Segment Start: Materials provided

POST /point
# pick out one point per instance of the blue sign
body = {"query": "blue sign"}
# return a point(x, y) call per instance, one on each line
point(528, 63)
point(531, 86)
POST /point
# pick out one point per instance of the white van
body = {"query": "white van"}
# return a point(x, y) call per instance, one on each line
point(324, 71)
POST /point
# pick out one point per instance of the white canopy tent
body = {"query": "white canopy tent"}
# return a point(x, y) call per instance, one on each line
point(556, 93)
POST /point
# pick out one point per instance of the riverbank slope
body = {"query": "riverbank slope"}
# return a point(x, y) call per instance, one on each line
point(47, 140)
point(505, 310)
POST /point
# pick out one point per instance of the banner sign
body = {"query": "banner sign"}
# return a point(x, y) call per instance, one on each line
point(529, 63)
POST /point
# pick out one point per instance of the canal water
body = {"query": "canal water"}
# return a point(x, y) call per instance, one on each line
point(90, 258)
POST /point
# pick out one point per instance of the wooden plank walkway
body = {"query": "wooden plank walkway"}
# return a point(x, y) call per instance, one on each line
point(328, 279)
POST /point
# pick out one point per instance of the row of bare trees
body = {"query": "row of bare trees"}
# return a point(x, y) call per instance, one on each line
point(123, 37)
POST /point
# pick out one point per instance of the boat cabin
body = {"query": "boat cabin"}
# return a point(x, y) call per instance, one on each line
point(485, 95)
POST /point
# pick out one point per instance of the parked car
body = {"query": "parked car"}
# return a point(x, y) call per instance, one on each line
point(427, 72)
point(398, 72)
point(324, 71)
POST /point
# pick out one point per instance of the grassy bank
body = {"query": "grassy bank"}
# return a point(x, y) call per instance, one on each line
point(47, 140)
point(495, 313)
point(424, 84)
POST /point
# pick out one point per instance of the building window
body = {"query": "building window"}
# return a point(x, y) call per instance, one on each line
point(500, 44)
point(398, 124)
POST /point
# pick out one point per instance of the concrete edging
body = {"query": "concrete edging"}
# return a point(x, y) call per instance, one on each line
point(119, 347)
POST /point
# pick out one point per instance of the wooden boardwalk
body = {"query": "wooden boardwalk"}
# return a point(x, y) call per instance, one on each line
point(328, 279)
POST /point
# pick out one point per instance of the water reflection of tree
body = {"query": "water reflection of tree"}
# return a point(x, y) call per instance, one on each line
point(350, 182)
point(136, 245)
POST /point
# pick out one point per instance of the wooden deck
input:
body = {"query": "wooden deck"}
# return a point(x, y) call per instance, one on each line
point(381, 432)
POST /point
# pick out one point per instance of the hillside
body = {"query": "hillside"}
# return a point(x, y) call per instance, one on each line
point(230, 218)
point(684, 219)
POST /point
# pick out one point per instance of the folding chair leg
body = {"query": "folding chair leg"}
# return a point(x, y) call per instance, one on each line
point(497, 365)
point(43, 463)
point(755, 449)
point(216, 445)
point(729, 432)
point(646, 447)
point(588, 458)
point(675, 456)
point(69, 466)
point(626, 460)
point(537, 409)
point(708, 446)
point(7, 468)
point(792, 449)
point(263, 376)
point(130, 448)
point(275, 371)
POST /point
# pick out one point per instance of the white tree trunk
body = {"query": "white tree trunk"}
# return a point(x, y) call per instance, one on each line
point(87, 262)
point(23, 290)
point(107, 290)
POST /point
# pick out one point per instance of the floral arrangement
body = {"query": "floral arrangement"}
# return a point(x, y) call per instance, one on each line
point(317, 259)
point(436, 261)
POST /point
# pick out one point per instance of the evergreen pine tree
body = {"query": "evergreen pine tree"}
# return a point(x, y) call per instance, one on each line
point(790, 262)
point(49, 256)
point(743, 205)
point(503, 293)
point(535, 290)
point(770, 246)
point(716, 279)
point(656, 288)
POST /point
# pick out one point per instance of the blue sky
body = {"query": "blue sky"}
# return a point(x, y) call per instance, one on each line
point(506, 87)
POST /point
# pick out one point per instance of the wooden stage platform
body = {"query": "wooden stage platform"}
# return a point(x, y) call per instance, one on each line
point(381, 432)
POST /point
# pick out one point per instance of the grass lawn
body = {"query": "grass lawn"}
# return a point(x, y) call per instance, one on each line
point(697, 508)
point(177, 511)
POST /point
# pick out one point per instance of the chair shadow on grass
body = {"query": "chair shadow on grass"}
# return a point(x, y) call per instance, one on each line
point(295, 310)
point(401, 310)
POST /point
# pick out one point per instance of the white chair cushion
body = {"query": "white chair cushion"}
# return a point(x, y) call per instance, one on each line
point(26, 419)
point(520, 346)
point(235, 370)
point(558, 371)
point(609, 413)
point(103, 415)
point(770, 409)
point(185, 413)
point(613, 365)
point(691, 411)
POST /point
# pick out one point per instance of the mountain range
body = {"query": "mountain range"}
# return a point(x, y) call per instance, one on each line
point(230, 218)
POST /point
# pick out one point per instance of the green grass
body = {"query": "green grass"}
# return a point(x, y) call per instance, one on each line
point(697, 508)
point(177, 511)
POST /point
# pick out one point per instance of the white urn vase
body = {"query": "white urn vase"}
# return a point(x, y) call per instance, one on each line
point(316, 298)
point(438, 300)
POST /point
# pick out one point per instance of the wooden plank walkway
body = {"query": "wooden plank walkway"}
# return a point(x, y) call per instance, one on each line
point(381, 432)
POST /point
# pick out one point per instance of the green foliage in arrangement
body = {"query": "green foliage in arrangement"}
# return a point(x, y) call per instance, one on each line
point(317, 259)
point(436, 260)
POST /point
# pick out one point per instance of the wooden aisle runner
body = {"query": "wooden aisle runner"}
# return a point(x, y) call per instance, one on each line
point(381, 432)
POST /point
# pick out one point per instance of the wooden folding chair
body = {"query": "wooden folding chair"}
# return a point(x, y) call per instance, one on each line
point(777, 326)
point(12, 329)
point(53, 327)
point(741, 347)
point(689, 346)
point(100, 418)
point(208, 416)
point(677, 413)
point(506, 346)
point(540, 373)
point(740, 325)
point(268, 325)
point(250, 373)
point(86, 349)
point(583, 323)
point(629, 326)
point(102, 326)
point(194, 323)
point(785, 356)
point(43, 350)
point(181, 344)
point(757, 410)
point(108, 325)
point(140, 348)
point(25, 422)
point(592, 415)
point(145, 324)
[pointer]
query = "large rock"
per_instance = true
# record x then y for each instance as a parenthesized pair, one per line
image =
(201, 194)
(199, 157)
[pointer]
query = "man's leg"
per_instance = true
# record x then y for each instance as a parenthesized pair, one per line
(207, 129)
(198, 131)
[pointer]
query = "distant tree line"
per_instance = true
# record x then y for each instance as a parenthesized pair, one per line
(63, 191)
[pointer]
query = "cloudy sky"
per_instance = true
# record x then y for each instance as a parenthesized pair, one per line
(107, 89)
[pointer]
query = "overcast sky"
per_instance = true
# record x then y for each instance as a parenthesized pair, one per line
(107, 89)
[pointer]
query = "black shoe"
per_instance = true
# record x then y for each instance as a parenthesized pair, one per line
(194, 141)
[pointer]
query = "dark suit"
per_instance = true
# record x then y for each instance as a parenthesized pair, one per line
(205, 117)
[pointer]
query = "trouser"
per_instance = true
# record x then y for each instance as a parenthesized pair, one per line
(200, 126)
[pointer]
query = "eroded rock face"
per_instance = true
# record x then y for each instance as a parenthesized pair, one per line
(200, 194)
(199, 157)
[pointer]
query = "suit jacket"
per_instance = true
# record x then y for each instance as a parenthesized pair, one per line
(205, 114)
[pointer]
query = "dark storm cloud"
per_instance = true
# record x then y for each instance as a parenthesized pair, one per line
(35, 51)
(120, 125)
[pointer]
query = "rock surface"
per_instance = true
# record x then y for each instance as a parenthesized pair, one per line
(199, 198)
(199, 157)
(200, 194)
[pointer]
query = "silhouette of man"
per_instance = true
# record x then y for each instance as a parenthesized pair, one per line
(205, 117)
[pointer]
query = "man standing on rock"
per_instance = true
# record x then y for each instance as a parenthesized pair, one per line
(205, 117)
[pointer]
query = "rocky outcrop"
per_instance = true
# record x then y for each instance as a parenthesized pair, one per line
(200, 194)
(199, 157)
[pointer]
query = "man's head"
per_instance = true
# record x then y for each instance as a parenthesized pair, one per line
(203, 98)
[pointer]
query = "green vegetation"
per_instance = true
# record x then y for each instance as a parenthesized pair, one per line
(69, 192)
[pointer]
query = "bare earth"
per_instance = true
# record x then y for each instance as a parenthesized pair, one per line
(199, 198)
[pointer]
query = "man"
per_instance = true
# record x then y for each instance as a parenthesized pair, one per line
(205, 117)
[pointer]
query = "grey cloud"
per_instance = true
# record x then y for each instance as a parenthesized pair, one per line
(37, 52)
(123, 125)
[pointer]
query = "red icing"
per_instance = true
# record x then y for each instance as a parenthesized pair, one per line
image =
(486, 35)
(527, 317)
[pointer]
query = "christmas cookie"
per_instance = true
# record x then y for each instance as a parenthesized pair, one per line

Segment End: Materials provided

Restate word for word only the lines running from the beginning of the data to the line holding "# pick out one point per instance of the riverbank", both included.

- Output for this exercise -
POST /point
# pick out one point per instance of the blue sign
body = {"query": "blue sign"}
# return a point(x, y) call per instance, one on each line
point(528, 63)
point(531, 86)
POST /point
# pick out one point per instance of the white van
body = {"query": "white van"}
# return a point(x, y) call per instance, one on each line
point(324, 71)
POST /point
# pick out one point per instance of the white canopy tent
body = {"query": "white canopy tent"}
# return a point(x, y) call per instance, one on each line
point(556, 93)
POST /point
# pick out one point per instance of the riverbank slope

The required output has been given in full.